WHAT IS REQUIRED: Copy out the data below word for word, leaving out the pictures.

## START

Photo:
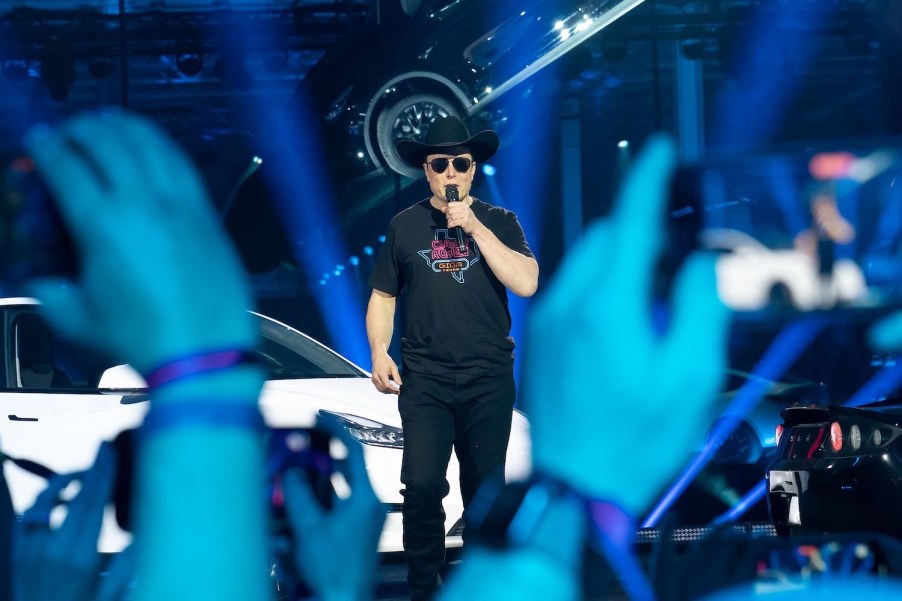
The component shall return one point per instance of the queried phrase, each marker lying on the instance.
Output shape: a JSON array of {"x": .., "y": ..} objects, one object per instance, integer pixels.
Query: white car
[
  {"x": 749, "y": 274},
  {"x": 61, "y": 402}
]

## END

ANSWER TO THIS EXERCISE:
Photo:
The component shall return one point per instance of the queried phrase, each marker lying on the instance.
Output shape: a JSON array of {"x": .., "y": ..} objects, one object per instance, integer pixels.
Query: white car
[
  {"x": 749, "y": 274},
  {"x": 61, "y": 402}
]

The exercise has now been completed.